TO DO:
a - Answer these questions using the text on the 2005 military reforms:
(i) On what date did the Ministry of National Defense issue its proclamation about reform?
(ii) Which service received authorization to build a third aircraft carrier?
(iii) Over which years did military spending fall sharply?
b - Write a continuation of the text on the 2005 military reforms, beginning after its final sentence.

TEXT SEGMENT:
=-=-=

Choe Sŭng-min convened a series of meetings of the General Staff in the spring of 2005 to discuss the poor performance of the Army and Navy in Ummayah, calling for "honest self-criticism and a plan for fundamental changes." The Ministry of National Defense issued a proclamation on June 5th stating that the armed forces would undergo "comprehensive reform in all areas," the first public acknowledgement that reforms were underway. Internal memos to individual units and departments gave more specific instructions.

The initial "self-criticism and introspection" period involved a series of resignations by high-profile officials, followed by a broader personnel shakeup of the middle administrative ranks, as politically motivated appointees from the 1990s were replaced by a new generation of theorists. A parallel campaign attacked corruption in the Army procurement department and severed many of the Army's civilian economic holdings. More material changes included new uniforms, new weaponry, longer and more selective conscription terms, improved armor and electronics for vehicles, and new developments in tactics and operations which granted more autonomy to lower-level commanders. Simultaneously, the size of the Menghean Army's standing force was increased to meet the border threat from Maverica and Innominada, and the Navy received authorization to build a third aircraft carrier. To support the increased costs, military spending broadly and research and development spending in particular increased sharply, and work began on a number of new weapons projects.

Background

The motive for the 2005 military reforms can be traced back to the deep budget cuts of the late 1980s and early 1990s. After coming to power in the Decembrist Revolution, Choe Sŭng-min normalized relations with Dayashina and the major Western powers, and declared that his government would prioritize economic growth. As a result of these shifts in priority, military spending fell sharply from 1988 to 1993, and for nine of the next ten years it grew at a slower pace than GDP.

The Menghean Navy reacted to tight budgets by focusing on quality over quantity, modernizing its large-combatant force but reducing the number of missile and torpedo craft. The Menghean Army made steep cuts in new procurement, shifting to a reserve-centric low-readiness force that mostly relied on old equipment. Training and readiness in both forces lapsed. Hundreds of aircraft were moved into reserve storage, some of them in climate-controlled hangars but many in open fields and rudimentary warehouses.

Having come to power with the help of the Menghean People's Army, Choe Sŭng-min was wary of making any moves that could provoke a counter-coup. Initial force reduction efforts in 1988 and 1989 were carried out under the guise of political purges of Communist sympathizers, and officers who wished to remain in the Armed Forces had to pass political loyalty tests. Promotion was also came to emphasize political loyalty rather than skill or ability, as Choe consolidated his power and built up a cult of personality.

=-=-=

DATA EXTRACT:
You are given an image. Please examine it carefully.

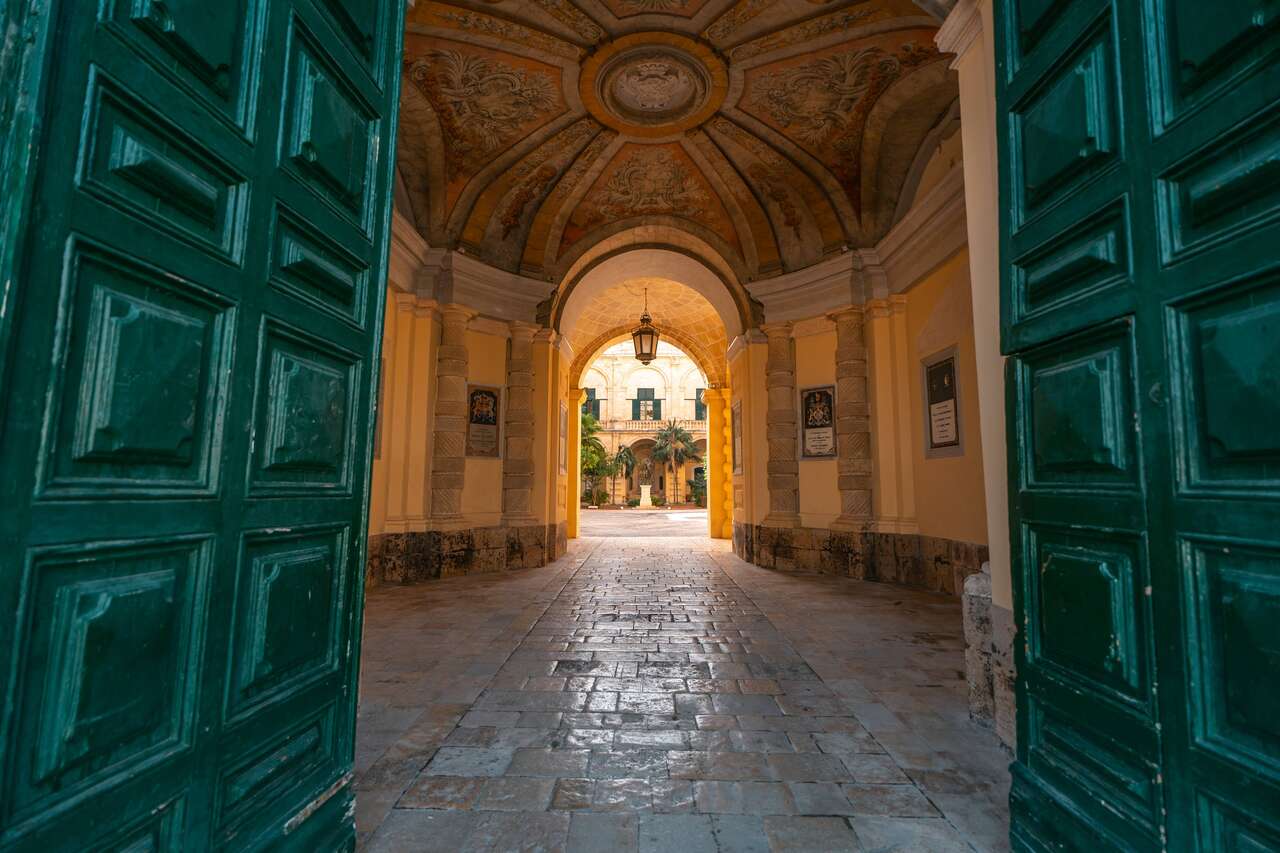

=-=-=

REPLIES:
a -
(i) June 5th
(ii) The Navy
(iii) From 1988 to 1993

b -
Corruption in the armed forces also became a major problem during this period. In a further move to soften military unrest and discourage coups, Army and Navy staff departments began to reward laid-off and underpaid officers by encouraging them to start personal enterprises. This mirrored the existing practice of encouraging Socialist Party cadres to "jump into the sea" of private business. Under the Second New Five-Year Plan's "beehive campaign" to boost economic growth, military units were tasked with contributing to the economy directly: on-base farms and workshops, inherited from the military-centric economy of the DPRM, became the basis for de-facto private businesses run by officers. This phenomenon was especially acute in the Army, which organized large numbers of conscripts into "special construction brigades" to build roads, harvest crops, and even work in factories. Corruption was also a bottom-up phenomenon, as officers paid increasingly generous bribes in exchange for promotions and administrative posts.

Combat lessons

Polvokian Civil War

Ummayan Civil War

Major reforms

Volunteer enlisted troops

Prior to the 2005 reforms, all enlisted personnel in the Menghean Armed Forces were conscripts serving one-year terms. Conscripts could re-enlist, but they received the same dismal pay, and retention rates were very low. While this approach was adequate for a low-skill, manpower-heavy military, MoND reform planners concluded that it was increasingly inefficient in a modernizing military. A growing number of technical posts required expert training, and the prior practice of staffing these posts with lieutenant-grade officers was inadequate.

To address the problem, both the Army and the Navy established a separate category of volunteer personnel. Conscripts were (and are) only paid a small monthly allowance, which in 2004 was equal to ₩2,500 ($168 in 2020 SSD), on the rationale that the military covered their room, board, food, and equipment. Volunteer pay, by contrast, started at ₩66,000 ($4,201) per year, with a ₩25,000 ($1,651) sign-up bonus. Though small in absolute terms, the volunteer wage was half of GDP per capita and close to the median income, making re-enlistment financially attractive. Personnel become eligible to enlist as volunteers after finishing their required service time as conscripts, and volunteers enlist for repeatable four-year tours.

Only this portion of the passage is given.